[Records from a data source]
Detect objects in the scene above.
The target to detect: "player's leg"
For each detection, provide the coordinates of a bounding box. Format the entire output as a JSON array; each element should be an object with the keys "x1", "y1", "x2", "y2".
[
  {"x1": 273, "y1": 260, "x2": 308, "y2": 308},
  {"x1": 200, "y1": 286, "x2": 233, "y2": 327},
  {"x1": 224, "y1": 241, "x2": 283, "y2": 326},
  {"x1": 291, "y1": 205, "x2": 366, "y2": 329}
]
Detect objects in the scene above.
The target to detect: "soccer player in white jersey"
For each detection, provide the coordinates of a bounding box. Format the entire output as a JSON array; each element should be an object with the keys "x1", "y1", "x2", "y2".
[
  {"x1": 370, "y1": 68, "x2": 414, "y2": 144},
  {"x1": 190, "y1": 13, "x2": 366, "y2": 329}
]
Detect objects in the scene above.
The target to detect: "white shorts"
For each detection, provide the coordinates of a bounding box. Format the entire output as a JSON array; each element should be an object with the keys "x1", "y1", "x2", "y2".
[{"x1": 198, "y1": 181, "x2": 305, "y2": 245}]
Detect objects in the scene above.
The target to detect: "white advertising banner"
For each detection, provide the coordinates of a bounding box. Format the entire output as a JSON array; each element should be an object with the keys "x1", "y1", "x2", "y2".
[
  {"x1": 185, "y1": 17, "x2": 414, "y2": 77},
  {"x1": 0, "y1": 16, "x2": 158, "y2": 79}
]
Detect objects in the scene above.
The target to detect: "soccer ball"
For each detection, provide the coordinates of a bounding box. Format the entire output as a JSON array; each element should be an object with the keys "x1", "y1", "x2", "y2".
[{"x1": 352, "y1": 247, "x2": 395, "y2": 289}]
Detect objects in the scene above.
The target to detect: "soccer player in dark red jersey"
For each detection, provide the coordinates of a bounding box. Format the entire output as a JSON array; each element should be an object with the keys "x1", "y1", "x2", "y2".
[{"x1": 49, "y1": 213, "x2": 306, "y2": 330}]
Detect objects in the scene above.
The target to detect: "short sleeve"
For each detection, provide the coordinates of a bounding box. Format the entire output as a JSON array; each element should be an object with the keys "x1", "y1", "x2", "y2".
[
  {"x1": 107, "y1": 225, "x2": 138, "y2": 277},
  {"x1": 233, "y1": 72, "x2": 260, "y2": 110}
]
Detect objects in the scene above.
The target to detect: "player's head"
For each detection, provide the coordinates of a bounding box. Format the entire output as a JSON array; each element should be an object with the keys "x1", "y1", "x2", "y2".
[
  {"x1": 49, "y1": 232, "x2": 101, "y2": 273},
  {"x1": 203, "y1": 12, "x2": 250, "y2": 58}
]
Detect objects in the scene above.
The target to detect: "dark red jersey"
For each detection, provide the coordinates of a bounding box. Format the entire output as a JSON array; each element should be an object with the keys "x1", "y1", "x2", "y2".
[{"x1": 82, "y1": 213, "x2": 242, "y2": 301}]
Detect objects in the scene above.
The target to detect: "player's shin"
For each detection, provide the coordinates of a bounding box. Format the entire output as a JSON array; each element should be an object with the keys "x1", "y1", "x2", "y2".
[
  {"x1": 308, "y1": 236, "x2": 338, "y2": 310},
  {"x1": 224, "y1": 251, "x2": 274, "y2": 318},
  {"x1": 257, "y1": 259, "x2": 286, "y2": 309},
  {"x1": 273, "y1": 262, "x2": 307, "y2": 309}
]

**WHAT THE TASK REQUIRES:** Identify every line in the records above that contains the word "white".

**TASK RESPONSE:**
The target to detect: "soccer player in white jersey"
The target to detect: "white shorts"
The target to detect: "white advertising banner"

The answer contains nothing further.